● Work required: Pull out each line below that contains the string "coords" and list those lines unchanged.

[Outline records]
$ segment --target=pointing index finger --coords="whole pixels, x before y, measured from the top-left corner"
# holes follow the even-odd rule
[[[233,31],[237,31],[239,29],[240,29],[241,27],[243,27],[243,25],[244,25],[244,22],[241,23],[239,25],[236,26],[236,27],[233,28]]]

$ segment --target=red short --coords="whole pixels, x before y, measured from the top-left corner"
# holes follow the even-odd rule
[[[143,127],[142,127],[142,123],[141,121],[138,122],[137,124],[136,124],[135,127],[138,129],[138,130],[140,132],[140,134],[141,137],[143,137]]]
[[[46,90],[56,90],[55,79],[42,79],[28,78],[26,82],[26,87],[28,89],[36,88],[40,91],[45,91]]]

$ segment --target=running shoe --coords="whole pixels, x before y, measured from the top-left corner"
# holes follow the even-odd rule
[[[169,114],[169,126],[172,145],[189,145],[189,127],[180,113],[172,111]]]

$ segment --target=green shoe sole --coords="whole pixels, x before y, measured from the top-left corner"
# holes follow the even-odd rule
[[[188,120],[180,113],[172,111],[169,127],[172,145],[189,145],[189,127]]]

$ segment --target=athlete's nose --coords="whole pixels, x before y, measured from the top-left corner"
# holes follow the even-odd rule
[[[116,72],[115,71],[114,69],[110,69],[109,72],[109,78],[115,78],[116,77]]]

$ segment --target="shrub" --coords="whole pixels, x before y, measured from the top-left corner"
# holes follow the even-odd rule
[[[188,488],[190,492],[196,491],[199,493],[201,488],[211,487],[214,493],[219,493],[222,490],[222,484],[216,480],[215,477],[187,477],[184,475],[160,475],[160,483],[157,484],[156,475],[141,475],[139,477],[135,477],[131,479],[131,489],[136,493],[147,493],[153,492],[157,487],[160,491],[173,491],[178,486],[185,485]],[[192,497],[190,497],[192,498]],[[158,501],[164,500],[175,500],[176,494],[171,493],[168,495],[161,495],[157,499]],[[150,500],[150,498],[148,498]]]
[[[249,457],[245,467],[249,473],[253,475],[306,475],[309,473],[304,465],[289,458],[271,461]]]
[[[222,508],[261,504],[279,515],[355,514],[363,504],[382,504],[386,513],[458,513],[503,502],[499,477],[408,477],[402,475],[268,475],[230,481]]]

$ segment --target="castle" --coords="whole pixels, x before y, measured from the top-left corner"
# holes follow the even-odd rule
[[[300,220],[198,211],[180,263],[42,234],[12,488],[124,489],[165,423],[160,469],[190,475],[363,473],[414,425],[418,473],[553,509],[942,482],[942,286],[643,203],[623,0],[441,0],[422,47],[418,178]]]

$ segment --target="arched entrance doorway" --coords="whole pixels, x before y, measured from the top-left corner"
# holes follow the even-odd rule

● Problem solution:
$ segment --target=pointing index finger --coords="whole pixels, x before y, measured from the top-left corner"
$ segment --target=red short --coords="whole pixels, x before y, measured from the top-left corner"
$ segment --target=running shoe --coords="whole pixels, x before y, measured from the top-left corner"
$ segment --target=green shoe sole --coords="whole pixels, x before y, measured from the top-left corner"
$ segment --target=athlete's nose --coords="whole pixels, x before y, measured from the top-left corner"
$ segment --target="shrub" --coords="whole pixels, x before y, measured from the top-left corner"
$ segment --target="castle" --coords="whole pixels, x before y, measured from the top-left corner"
$ segment --target="arched entrance doorway" --coords="whole pixels, x before y, measured from the top-left corner"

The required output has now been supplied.